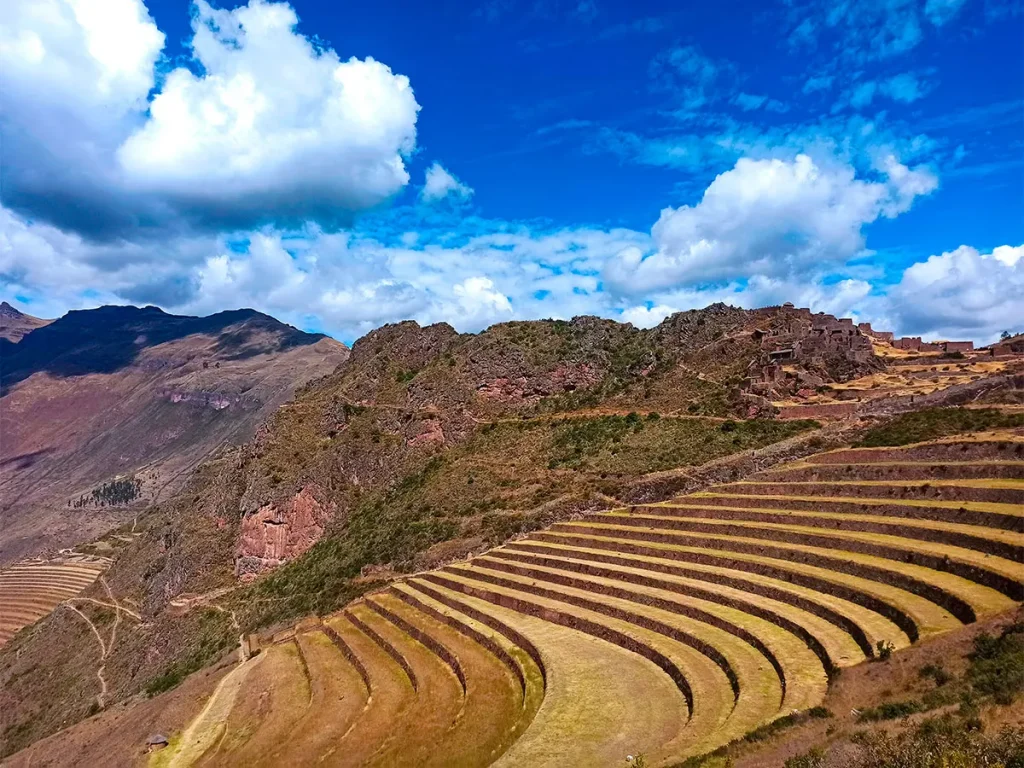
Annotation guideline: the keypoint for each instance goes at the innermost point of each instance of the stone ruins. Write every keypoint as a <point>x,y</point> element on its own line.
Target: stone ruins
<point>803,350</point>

· · · · · · ·

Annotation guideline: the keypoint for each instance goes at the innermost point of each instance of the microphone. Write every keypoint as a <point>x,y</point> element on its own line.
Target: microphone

· · · · · · ·

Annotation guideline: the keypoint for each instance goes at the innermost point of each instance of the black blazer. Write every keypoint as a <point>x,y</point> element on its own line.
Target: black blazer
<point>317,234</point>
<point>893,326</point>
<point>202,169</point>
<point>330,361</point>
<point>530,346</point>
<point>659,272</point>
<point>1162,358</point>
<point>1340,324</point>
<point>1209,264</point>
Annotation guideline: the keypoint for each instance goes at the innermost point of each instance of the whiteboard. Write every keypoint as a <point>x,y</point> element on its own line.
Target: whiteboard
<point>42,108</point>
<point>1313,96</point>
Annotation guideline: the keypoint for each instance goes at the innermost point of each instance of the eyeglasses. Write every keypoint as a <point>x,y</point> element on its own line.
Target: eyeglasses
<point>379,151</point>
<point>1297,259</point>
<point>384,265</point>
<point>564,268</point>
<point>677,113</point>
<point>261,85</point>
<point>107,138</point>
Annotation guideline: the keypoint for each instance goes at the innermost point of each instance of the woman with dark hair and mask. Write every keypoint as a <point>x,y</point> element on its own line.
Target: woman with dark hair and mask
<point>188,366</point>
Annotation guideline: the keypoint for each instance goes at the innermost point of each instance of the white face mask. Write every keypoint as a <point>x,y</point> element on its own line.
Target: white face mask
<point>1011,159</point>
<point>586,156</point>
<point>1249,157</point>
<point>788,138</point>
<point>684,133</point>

· · · · · · ·

### Task instructions
Lay out the stretch of the records from the line containing "of the eyeglasses." through the line containing "<point>684,133</point>" as a Markdown table. Use the columns Row and Line, with one numbered row per line, and leave out any blank lines.

### Solution to the problem
| Row | Line |
|---|---|
| 1 | Annotation guideline: the keypoint for each instance goes at the innermost point of each instance of the eyeglasses. Write every keypoint as a <point>x,y</point> element on its own line. |
| 2 | Target: eyeglasses |
| 3 | <point>379,151</point> |
| 4 | <point>1297,259</point> |
| 5 | <point>384,265</point> |
| 6 | <point>564,268</point> |
| 7 | <point>677,113</point> |
| 8 | <point>261,85</point> |
| 9 | <point>107,138</point> |
| 10 | Annotation guideline: the keypoint for each instance goes at the innermost point of each instance of the woman with dark hair and mask. Write every keypoint as a <point>x,y</point> element on its own line. |
| 11 | Target: woman with dark hair and mask |
| 12 | <point>188,366</point> |
| 13 | Annotation guideline: the keypoint for each instance goes at the innermost point of each instance of the white face mask. Write every keypoint as a <point>x,y</point> element on its own line. |
| 14 | Target: white face mask |
| 15 | <point>1011,159</point> |
| 16 | <point>586,156</point> |
| 17 | <point>1249,157</point> |
| 18 | <point>788,138</point> |
| 19 | <point>684,133</point> |